- Exercises
**1)** Reproduce word for word the part of the Bread Loaf passage that starts with "Another writer who" and ends with "of severe infections.".
**2)** According to the Bread Loaf passage, what did the Sewanee Writers' Conference provide to participants for free?
___ Passage shown ___
While these efforts were made to include those ill with COVID, a more thoughtful approach to the conference could have prevented the spread of the virus in the first place.

Community Care

One tactic might be a closer consideration of community care. A form of compassion and a way to leverage one’s own privilege to help others, community care is designed to uplift whole communities rather than focusing on the individual. As Healthline describes, “A part of community care is assessing what others may need, offering to provide it, and following through when the offer is accepted.” For example, rather than ordering ill people to leave, ask them if they would prefer to go home or to rest in a provided space.

Healthline also writes, “Easing the burden other people carry and speaking up so they don’t have to is an important part of community care.” The outbreak at Bread Loaf came to light only when several participants who contracted COVID spoke out about the conference’s mishandling of the spread. One of those whistleblowers was Caitlin Eichorn, a nonfiction writer, whose partner and foster child also contracted the virus when she returned home. Eichorn wrote about the lack of transparency regarding the outbreak, that guests to Bread Loaf “kept showing up, not knowing what they were walking into.”

Part of being a community is looking out for all members, including people who may be disabled.

While not required to go beyond the COVID policies of Middlebury College, the conference could have done more, including immediate and clear notification of the first COVID case as soon as it was reported, a planned isolation space for cases, and, from the beginning, a remote option in place for at-risk participants or those who feared for their health.

Another writer who contracted COVID at the conference, Laura Mauldin, a disability studies scholar, was one of the few to wear masks and socially isolate from the start of Bread Loaf. Despite her precautions, as she said, “There is no amount of me doing my individual best that can overcome a failure of community policy.”

Leaving Disabled Writers Out

Like most artistic organizations, Bread Loaf prides itself on being a community. But part of being a community is looking out for all members, including people who may be disabled, immunocompromised, or at higher risk of severe infections.

Bread Loaf had indoor classes, indoor meals, large indoor readings—even a barn dance—and no mask or vaccine requirements. Compare that to the Sewanee Writers’ Conference, which required masking, and provided free, high-quality masks and COVID tests. Sewanee also had a plan in place to isolate and deliver food to any participants who became ill. As writer Natasha Oladokun wrote, “in Sewanee’s case, firm measures ensured that everyone was equipped to care for each other.”
___ Extracted data ___
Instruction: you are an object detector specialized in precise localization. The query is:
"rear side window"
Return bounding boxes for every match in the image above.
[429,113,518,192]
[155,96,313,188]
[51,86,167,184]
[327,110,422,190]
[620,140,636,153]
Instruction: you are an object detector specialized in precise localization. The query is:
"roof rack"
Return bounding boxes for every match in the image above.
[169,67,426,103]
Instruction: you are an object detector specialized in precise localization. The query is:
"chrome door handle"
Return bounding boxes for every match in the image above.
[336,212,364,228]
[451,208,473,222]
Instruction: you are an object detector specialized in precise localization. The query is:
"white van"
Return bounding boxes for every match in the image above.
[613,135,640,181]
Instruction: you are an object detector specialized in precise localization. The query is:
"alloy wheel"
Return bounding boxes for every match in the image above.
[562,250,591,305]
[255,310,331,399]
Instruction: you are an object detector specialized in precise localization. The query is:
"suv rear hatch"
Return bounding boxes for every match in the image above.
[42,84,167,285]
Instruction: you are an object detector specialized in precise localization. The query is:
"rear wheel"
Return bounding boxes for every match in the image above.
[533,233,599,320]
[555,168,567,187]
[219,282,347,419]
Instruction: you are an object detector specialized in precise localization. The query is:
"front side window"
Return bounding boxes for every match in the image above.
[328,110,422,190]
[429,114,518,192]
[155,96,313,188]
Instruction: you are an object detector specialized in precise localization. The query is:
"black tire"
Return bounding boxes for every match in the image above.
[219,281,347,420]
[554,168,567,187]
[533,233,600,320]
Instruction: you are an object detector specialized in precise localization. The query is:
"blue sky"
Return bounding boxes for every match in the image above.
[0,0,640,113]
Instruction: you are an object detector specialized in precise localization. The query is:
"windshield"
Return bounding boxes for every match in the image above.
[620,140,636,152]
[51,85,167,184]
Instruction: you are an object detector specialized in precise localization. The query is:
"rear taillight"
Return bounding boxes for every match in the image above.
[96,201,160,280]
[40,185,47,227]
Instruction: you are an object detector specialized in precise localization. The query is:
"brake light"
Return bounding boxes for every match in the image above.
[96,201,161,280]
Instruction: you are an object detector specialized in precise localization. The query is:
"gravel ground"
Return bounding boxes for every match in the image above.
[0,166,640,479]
___
- Answers for this exercise
**1)**
Another writer who contracted COVID at the conference, Laura Mauldin, a disability studies scholar, was one of the few to wear masks and socially isolate from the start of Bread Loaf. Despite her precautions, as she said, “There is no amount of me doing my individual best that can overcome a failure of community policy.”

Leaving Disabled Writers Out

Like most artistic organizations, Bread Loaf prides itself on being a community. But part of being a community is looking out for all members, including people who may be disabled, immunocompromised, or at higher risk of severe infections.

**2)** High-quality masks and COVID tests.